Publish date: October 3, 2019

The first containers of nuclear fuel have been removed from the Lepse service ship, Russia’s waterborne atomic graveyard, marking a major step in an international radiation safety project that has spanned decades.

The first containers of nuclear fuel have been removed from the Lepse service ship, Russia’s waterborne atomic graveyard, marking a major step in an international radiation safety project that has spanned decades.

The vessel, which technicians are carefully pulling apart at the Nerpa Shipyard near Murmansk, spent years refueling Russia’s nuclear icebreaker at the Atomflot icebreaker port – a job that transformed it into one of the world’s most dangerous radioactive hazards. Ever since its retirement, the Lepse has been a worrying chapter in Northwest Russia’s legacy of Cold War nuclear waste.

Removing spent fuel from the vessel – including the extraction of several damaged assemblies – is among the most challenging nuclear cleanup operations that Russia has ever undertaken. When it’s finally complete next year, it will represent the years-long culmination of high-tech preparation and millions of dollars from Western donors, given in often trying political circumstances.

### Exercises to complete
1. Reproduce everything from "The vessel, which" down to "trying political circumstances." in the Lepse ship article, word for word.
2. Please carry on the article about removing nuclear fuel from the Lepse, starting after its last sentence.

### Information supplied
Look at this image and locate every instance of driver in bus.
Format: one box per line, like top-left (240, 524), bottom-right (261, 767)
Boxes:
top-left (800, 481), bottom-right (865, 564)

### Answers given
1.
The vessel, which technicians are carefully pulling apart at the Nerpa Shipyard near Murmansk, spent years refueling Russia’s nuclear icebreaker at the Atomflot icebreaker port – a job that transformed it into one of the world’s most dangerous radioactive hazards. Ever since its retirement, the Lepse has been a worrying chapter in Northwest Russia’s legacy of Cold War nuclear waste.

Removing spent fuel from the vessel – including the extraction of several damaged assemblies – is among the most challenging nuclear cleanup operations that Russia has ever undertaken. When it’s finally complete next year, it will represent the years-long culmination of high-tech preparation and millions of dollars from Western donors, given in often trying political circumstances.

2.
This new phase in the Lepse’s dismantlement marks another milestone in the overall cleanup of naval and civilian nuclear debris in Northwest Russia – an effort that has been ongoing since the fall of the Soviet Union in 1991. Since 2017, containers of spent nuclear submarine fuel that accrued over five decades at nearby Andreyeva Bay have been making their way to safer storage. Both are projects that Bellona has long advocated for.

Last Friday, the European Bank of Reconstruction and Development announced that the first spent fuel shipment, consisting of 111 fuel assemblies spread across six casks, had left the Lepse for the Atomflot nuclear icebreaker port in Murmansk.

Five more shipments, carried aboard the Sererbyanka nuclear service ship, will follow by the mid-2020s, completing the process. The fuel assemblies will then make their way from Atomflot by rail to the Mayak Production Association, Russia’s main nuclear fuel reprocessing facility.

During its career, the Lepse amassed 639 fuel assemblies in its holds, many from refueling the Lenin, the Soviet Union’s flagship icebreaker, between the year of 1965 and 1967. Many of those fuel rods were warped and damaged after the Lenin suffered a reactor accident. Other fuel rods from the Sibir icebreaker had to be pounded into the Lepse’s fuel storage channels with hammers.

The $58 million project to extract the fuel – financed by the EBRD’s Northern Dimensions Environmental fund – has been years in the making and uses technology that had to be developed along the way.

lepse shelter Part of the enormous shelter in which the Lepse's spent nuclear fuel assemblies are being extracted. Credit: Bellona

Robotic arms were designed to remove the most dangerous fuel elements from the Lepse’s holds, and the rest of the cleanup effort is staffed by thousands of technicians working from a small city of radiation shelters that surround the vessel’s hull.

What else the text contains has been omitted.